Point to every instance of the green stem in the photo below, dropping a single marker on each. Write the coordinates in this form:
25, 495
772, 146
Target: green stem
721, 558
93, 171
--
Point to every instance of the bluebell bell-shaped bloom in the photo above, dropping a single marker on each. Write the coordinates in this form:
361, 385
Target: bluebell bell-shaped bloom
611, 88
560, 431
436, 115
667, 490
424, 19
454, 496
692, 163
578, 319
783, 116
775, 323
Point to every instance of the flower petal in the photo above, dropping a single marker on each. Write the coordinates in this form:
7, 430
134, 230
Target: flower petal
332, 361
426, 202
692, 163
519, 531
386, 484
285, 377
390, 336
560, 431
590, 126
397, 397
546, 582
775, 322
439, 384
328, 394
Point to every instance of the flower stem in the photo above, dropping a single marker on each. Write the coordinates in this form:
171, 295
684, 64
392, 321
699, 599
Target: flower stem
* * *
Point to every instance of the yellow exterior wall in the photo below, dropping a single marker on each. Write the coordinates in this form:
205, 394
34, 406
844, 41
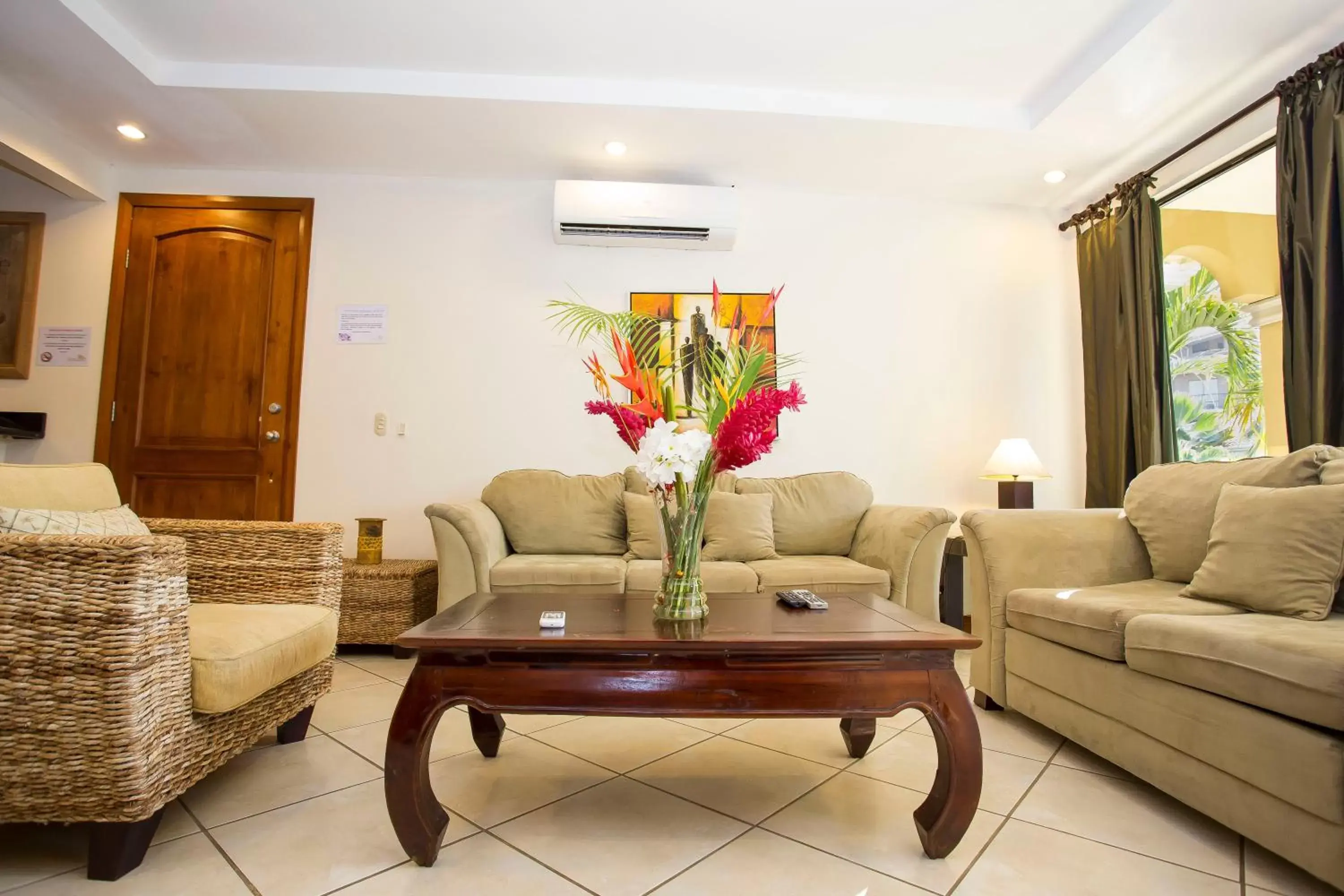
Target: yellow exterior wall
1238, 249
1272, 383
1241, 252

Problem to work on. Using the data above, reproduce exactly the lines from the line that contains "Point to every instance of the flower petal" through the line that contains "Target: flower stem", including both.

Result.
Point to every instance of the flower petal in the photo above, dropping a single marker on each. Write the coordinates in this form:
7, 430
134, 230
Target: flower petal
332, 361
426, 202
692, 163
519, 531
386, 484
285, 377
390, 336
560, 431
590, 126
397, 397
546, 582
775, 322
439, 384
328, 394
Point to every instance of the flower stem in the photo above, dropping a single marker on each. Write the coordinates in this form:
171, 295
684, 64
392, 321
699, 599
Target: flower stem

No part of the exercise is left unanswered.